Using the listing below, report all lines holding the word "path".

--- GIVEN RECORDS Enclosed Below ---

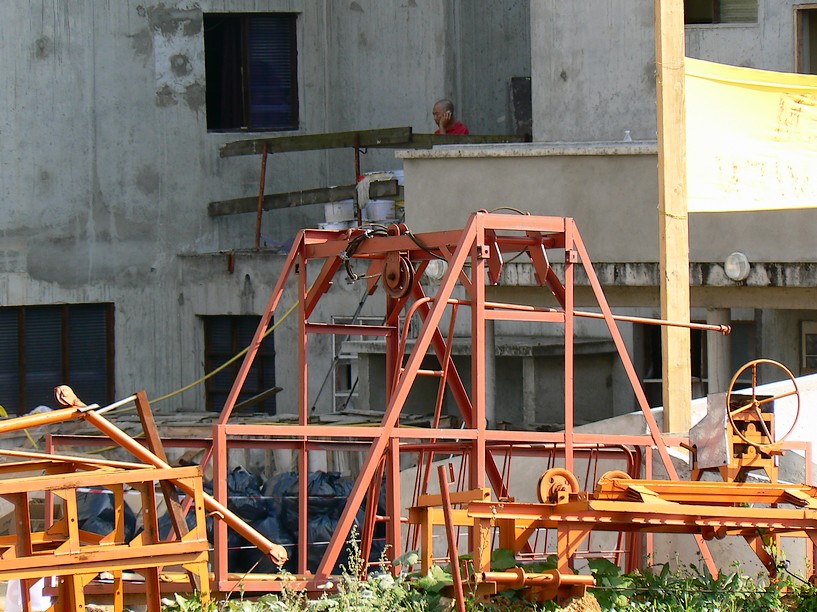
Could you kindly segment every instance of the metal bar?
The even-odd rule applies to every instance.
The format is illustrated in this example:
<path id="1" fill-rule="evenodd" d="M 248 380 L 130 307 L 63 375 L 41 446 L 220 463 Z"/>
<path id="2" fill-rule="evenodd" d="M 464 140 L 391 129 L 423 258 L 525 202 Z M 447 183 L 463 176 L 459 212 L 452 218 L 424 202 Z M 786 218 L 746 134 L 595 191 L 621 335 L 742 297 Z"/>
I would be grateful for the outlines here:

--- End of Enclosed GIVEN RECORDS ---

**SOLVED PROBLEM**
<path id="1" fill-rule="evenodd" d="M 248 380 L 130 307 L 63 375 L 41 446 L 220 463 Z"/>
<path id="2" fill-rule="evenodd" d="M 464 140 L 391 129 L 423 258 L 525 202 Z M 447 183 L 463 176 L 459 212 L 452 218 L 424 202 Z M 786 218 L 746 134 L 595 191 L 621 335 L 742 297 Z"/>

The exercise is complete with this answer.